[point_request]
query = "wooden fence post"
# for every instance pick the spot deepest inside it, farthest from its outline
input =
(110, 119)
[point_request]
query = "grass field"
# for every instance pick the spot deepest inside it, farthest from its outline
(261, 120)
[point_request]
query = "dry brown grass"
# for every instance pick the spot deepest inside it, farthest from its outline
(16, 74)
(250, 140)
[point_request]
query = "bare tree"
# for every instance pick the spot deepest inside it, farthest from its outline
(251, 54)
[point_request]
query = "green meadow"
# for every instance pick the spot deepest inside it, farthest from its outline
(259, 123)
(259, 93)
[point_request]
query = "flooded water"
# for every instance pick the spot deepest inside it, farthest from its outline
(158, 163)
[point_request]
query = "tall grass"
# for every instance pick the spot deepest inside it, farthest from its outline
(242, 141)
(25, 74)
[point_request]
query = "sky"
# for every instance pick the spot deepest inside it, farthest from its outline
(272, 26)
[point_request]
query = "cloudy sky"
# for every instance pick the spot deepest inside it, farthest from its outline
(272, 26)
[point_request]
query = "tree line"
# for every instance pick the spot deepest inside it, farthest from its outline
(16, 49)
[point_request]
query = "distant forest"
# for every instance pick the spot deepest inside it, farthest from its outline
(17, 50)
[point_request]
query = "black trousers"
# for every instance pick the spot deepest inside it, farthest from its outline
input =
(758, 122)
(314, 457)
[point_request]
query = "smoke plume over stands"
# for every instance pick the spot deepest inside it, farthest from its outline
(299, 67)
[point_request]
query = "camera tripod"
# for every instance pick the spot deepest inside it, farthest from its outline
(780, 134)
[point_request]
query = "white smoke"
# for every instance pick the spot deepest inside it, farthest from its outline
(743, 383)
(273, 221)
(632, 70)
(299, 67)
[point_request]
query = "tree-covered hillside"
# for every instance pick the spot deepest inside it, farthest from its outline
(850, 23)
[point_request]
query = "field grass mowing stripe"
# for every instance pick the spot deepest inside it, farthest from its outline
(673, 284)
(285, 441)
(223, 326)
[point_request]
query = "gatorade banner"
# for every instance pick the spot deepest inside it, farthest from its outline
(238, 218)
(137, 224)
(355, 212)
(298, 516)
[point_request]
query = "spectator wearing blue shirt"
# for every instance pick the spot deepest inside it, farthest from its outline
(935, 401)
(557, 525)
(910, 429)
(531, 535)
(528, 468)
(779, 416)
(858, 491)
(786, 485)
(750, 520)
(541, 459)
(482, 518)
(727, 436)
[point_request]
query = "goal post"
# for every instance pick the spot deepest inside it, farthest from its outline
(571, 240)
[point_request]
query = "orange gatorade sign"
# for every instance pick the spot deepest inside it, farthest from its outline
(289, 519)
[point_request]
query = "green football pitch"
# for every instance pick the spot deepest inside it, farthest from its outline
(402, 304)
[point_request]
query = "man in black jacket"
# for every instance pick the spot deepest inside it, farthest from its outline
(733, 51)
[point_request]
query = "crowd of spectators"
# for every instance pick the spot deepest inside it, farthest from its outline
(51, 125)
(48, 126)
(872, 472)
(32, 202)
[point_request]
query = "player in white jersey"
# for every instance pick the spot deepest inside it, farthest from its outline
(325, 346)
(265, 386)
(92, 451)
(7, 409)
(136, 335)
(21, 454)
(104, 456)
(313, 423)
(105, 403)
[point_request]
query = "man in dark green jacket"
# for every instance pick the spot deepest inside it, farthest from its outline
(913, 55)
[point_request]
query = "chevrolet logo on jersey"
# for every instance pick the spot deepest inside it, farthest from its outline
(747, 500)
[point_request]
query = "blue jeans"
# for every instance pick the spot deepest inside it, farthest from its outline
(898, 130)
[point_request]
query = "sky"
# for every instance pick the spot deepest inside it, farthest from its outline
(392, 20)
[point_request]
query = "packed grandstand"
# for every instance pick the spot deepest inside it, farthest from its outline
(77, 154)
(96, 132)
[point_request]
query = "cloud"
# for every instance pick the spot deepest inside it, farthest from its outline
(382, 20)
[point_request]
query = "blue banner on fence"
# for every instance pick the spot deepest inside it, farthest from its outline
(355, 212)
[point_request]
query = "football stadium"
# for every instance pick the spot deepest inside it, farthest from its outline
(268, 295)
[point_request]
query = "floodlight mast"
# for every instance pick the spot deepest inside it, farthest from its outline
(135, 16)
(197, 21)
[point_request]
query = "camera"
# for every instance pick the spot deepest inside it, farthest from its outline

→ REQUIRED WORK:
Would you write down every record again, exactly?

→ SOLUTION TO THE EXERCISE:
[point_request]
query = "wooden fence post"
# for every instance pick the spot deepest inside it, farthest from its outline
input =
(110, 119)
[point_request]
query = "grass field"
# for every instance pick the spot deepest inside it, farthest from its outline
(261, 120)
[point_request]
query = "dry brown grass"
# for every instance pick the spot deepest inside it, farthest from its outline
(16, 74)
(250, 140)
[point_request]
query = "bare tree"
# for every instance pick the spot deepest inside it, farthest from its outline
(251, 54)
[point_request]
query = "green meadow"
# for every instance pick the spot deepest inside it, farthest from its outline
(259, 123)
(259, 93)
[point_request]
query = "flooded water"
# for every instance pick the spot deepest inside it, farthest from its outline
(158, 163)
[point_request]
query = "tall grass"
# for every instance pick the spot deepest inside it, farthest from its outline
(242, 141)
(25, 74)
[point_request]
query = "sky"
# for every instance pick the spot deepest inside it, farthest from its outline
(272, 26)
[point_request]
query = "cloudy sky"
# for every instance pick the spot deepest inside it, farthest from its outline
(272, 26)
[point_request]
query = "tree line"
# for every instance pick the spot deepest inside it, farthest from its outline
(16, 49)
[point_request]
query = "distant forest"
# for every instance pick the spot deepest inside it, farthest from its outline
(17, 50)
[point_request]
query = "black trousers"
# for every instance pick the spot deepest inside it, farthest from its outline
input =
(758, 122)
(314, 457)
[point_request]
query = "smoke plume over stands"
# for every instance pick the spot deepest inside it, farthest from its outline
(299, 67)
[point_request]
query = "camera tripod"
# for every instance pick the spot deepest inside it, farthest from its outline
(780, 134)
[point_request]
query = "white smoke"
# for every instance pick the spot deepest inside it, farthest from its outline
(743, 383)
(273, 221)
(632, 70)
(299, 67)
[point_request]
query = "tree-covered hillside"
# for every instance pick the spot deepest inside it, farthest from its outline
(850, 23)
[point_request]
query = "field grass mowing stripe"
# for every instance pick the spot deepest inside it, farthest from its outline
(673, 284)
(285, 441)
(223, 326)
[point_request]
query = "gatorade banner"
# for every instance pick the spot deepest inside it, farthest from its outline
(238, 218)
(137, 224)
(355, 212)
(298, 516)
[point_request]
query = "spectator wearing blue shirt"
# for every instance pick the spot deepest inside it, farthest from its outline
(935, 401)
(557, 525)
(910, 429)
(531, 535)
(528, 468)
(779, 416)
(858, 491)
(786, 485)
(750, 520)
(541, 459)
(482, 518)
(727, 436)
[point_request]
query = "goal post"
# for every instance pick the spot deepest inside it, farthest from its outline
(571, 240)
[point_request]
query = "orange gatorade sign"
# for every instance pick the spot deepest inside it, farthest from its outline
(289, 519)
[point_request]
query = "green football pitch"
# for every instance pick the spot deepest inside it, farthest from its outline
(402, 304)
[point_request]
query = "man in black jacket"
# for every instance pick the spot deepest inside it, farthest from its outline
(733, 51)
[point_request]
query = "crowd of spectators"
# for every instance pick the spot deepest inside it, farthest from its outline
(51, 125)
(48, 126)
(872, 472)
(32, 202)
[point_request]
query = "player in white jersey"
# for every instance pick the spot deepest inside it, farthest from its outline
(325, 346)
(265, 386)
(92, 451)
(7, 409)
(136, 335)
(21, 454)
(104, 456)
(313, 423)
(105, 403)
[point_request]
query = "man in dark green jacket"
# for every instance pick the spot deepest inside it, farthest from its outline
(913, 55)
[point_request]
query = "chevrolet logo on jersey"
# for every instance pick the spot deepest inside it, farthest from its outline
(747, 500)
[point_request]
query = "blue jeans"
# for every instance pick the spot deepest inside it, farthest from its outline
(898, 130)
[point_request]
query = "sky"
# for every instance pick the spot deepest inside it, farthest from its outline
(392, 20)
[point_request]
query = "packed grandstand"
# for every instance pick the spot deepest inside it, farthest from its outline
(77, 154)
(96, 132)
[point_request]
query = "cloud"
# for every instance pick the spot deepest inside it, farthest from its outline
(382, 20)
[point_request]
query = "blue banner on fence"
# for every instance pick the spot deepest inside it, farthest from its outline
(355, 212)
[point_request]
query = "football stadium"
# for every instance pick the spot deepest inside it, farthest from its outline
(268, 295)
[point_request]
query = "floodlight mast"
# for every instance pick the spot deepest inside it, farthest from its outline
(135, 16)
(197, 21)
[point_request]
query = "camera"
# for every instance pick the spot deepest inside it, farthest from its outline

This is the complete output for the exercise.